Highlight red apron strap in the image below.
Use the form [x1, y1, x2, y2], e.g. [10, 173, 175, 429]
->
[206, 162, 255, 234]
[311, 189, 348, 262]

##############################

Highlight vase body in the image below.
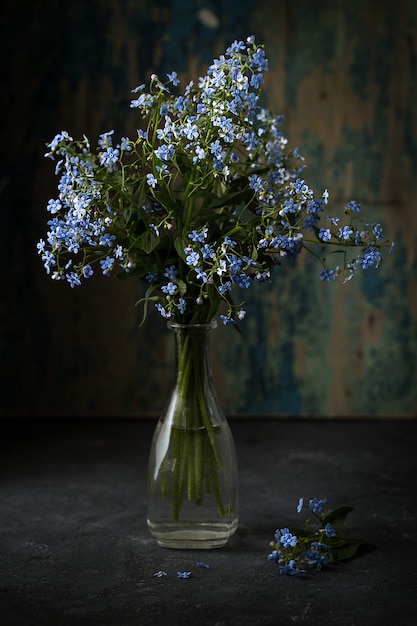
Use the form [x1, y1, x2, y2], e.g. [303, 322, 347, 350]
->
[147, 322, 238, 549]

##############################

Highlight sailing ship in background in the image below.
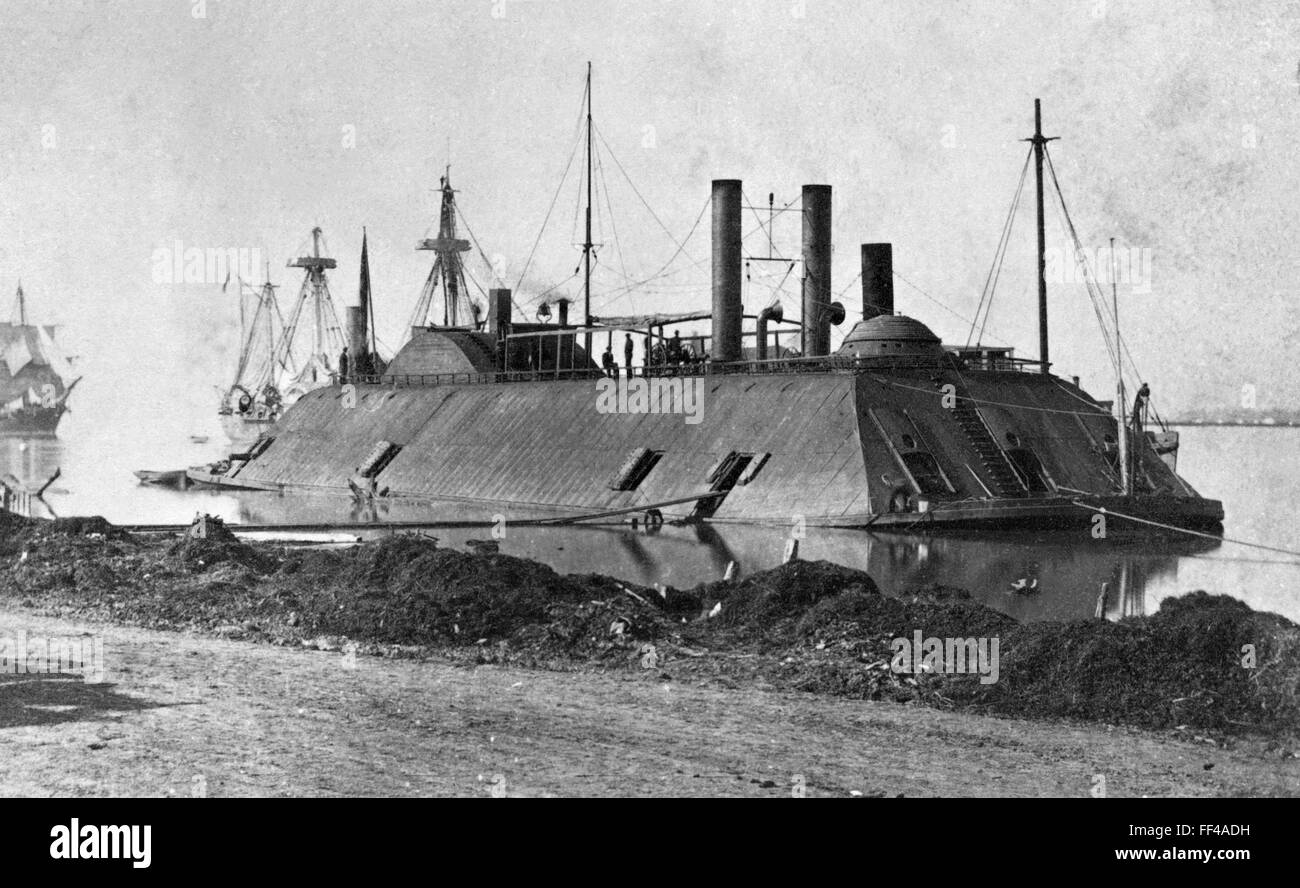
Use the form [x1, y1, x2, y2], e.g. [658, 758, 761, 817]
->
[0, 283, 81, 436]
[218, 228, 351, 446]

##############################

TASK REQUIREMENTS:
Count the lines in the items above that contain the word "Highlight", and reply with the number alone.

ANSWER TO THIS PROBLEM:
3